WHAT THIS EXERCISE ASKS
**1.** In the December 1918 letter from France, what was the writer's longest stay without any relief?
**2.** Carry on the December 1918 letter from France after its final sentence.

Letter, December 3, 1918 [Letter on color stationery
of the American Y.M.C.A. and color stationery of the Y.M.C.A., Union Franco-Américaine.]
Rupt en Woevre - France - Dec- 3 - 1918 -
Dear Father & Mother -
Mother, I can't begin to express how I enjoyed your dear good
letter of Nov 5 & 6 & 7. It was such a good long newsy one and as
you said it was like writing to your old time boy - so the letter
was just like the old time letters. And I could not find fault
with any part of it even tho you did suspect I probly would, a
certain statement you made.
I am glad for it all. For the more you tell me, the more I
will know. You can learn from study, observation & lectures. I
consider a letter a lecture or a good talk rather. And this one
was sure a good motherly talk of 14 pages of very small hand
writing. Now I'm not kidding you, only glad you write small for
then you can tell me so much in one letter. I guess I don't write
very large myself - for the fellows generally remark about it when
they happen to be writing near me.
I know you were glad to know I had finally rec. your letters,
for I was feeling bad and while I did not blame you, for I felt
sure it was our mail service, yet I did not know until then just
how loyal you were to me. You see we were on a hard push at this
time. Every available bit of transport was used for ammunition and
rations so the mail piled up and was neglected. Rain every day -
roads so bad you could hardly go any place - muddy and conjested
beyond description. So its no wonder our service was all shot. But
when finally it did get straight, it has been fairly well ever
since.
I know you have worried, probly more than worried about me
while being over here. You can't help that. I've probly made the
statement before that I never expected or even counted on living
thru this war. I had made up my mind in regards to that, so to
have it stop so soon and me still alive and not having rec. any
injuries of any description - well its just about like being
resurrected from what I had made up my mind to be sure death.
Those areoplane bombs, a few times they gave me close calls, but
shells, they gave me some bloody close ones, and gas, my
resperator pulled me safely thru all the gas attacks I've been in.
Weather has given me the hardest jolt of any. I was lucky enough
to escape the other - but the weather, I got my share with every
one and it has been - not any too good the past few months. Not
cold now, but extremely wet & muddy ang [sic] very chilly. Gives
us a frost occasionally.
At times I have been quite safe - you did not know it tho;
and sometimes in more danger than you or I either could realize -
makes me feel cold to stop and think of it now, so as you knew not
when to feel concerned or relieved about my condition, naturally
you have been feeling concerned all the time, worse than I've been
going thru, I sure would not trade places or have been willing to
at any time; only I wish it could have been possible to let you
know when I was safe so you could have felt at ease at least a
little.
Well, I'll tell you just when you could have felt that I was
real safe - the first four weeks after I landed. From then on I
have been under shell fire or areo raids until Nov. 11 - with the
exception of the 7 days I was at school in southern France. I was
7 days traveling - making 14 days in all - But I have been
reasonably safe quite a bit more than that. Have been on four
fronts and our longest stay being 45 days without any relief
during one of the hardest pushes any place. Forcing the line of
the Meuse.

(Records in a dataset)
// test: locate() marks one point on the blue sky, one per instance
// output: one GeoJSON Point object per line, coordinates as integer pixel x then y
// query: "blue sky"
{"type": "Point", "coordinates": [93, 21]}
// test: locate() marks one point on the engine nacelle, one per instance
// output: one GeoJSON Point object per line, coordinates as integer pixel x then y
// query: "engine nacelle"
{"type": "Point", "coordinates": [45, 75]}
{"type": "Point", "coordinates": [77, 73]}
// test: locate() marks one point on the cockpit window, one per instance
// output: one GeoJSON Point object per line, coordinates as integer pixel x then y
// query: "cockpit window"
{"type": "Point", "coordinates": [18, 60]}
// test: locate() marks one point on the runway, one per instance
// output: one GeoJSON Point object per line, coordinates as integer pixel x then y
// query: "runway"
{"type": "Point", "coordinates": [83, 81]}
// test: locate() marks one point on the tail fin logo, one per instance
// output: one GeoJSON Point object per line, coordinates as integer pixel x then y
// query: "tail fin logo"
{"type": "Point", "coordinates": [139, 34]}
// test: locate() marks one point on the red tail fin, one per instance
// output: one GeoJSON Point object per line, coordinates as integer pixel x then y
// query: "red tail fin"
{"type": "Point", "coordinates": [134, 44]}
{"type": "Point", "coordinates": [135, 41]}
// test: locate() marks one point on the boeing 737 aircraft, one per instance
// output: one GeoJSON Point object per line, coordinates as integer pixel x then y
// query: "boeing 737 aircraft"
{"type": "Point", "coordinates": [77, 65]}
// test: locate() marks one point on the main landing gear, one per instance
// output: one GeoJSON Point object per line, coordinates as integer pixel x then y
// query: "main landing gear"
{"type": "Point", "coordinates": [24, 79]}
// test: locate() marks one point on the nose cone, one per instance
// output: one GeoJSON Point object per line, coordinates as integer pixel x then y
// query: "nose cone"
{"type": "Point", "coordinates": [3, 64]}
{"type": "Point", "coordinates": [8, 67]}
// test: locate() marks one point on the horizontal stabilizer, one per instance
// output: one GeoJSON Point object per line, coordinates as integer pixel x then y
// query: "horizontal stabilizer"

ANSWERS FOR THE EXERCISE
**1.** 45 days

**2.**
So I know if prayers count, you have done your part and what
more could you do. Absolutely helpless, outside of your prayers.
In a material way - your letters have done all that could be
expected to cheer me up. news from home - valuable beyond price. I
feel lucky to have a mother who can write me just what I want to
know. I suppose that comes from our close association from infancy
(for me) up and you can easily judge what I would want to know by
writing to me just like you more than likely would talk to me if I
were there - only of course in a sample fashion, so when I get
home we will quit sampling (letters) and go to talking right. Will
bring on the full fare.
Well mother it can not be many months surely until I do get
to come home - and as unexpected as it was when I ask you about
topping the trees it may turn out to be reality yet and this
spring too. Many a statement - made in jest only has turned out to
be a truth. I most sincerely hope so in this case. I notice the
names of some of the divisions being started home but see nothing
of ours. And we never hear anything either, so when ever it may be
- we will not be among the first ones at best. We have been here
longer than any ones mentioned and seen as much fighting as the
best considering length of time over here - so we have no idea
what system of qualifications are nessessary to put you among the
first on you home ward bound journey.
I am glad to know my letter of advise to Cecil was
appreciated and considered good advise - I don't like to give
advise, but I don't mind expressing my honest opinion to any one
who I believe realy desires it and may rec. some good from it, but
for any one to criticize, and for that only - I don't care for
their opinion and have very little desire to associate with them
other than as ordinary friends. Not many people, Ill assure you -
I would write to as I did Cecil - for I would be doubtful of their
appreciation for my desire to help them. Its my desire to be
helpfull to all my true friends - others are not interested in me
- so why me bother about them. And this big game of life is
appearing more and more to be like the old saying - "God helps
those who help themselves." Its the only way you can live in the
Army.
So Maude thinks my last letters sounded rather indifferent.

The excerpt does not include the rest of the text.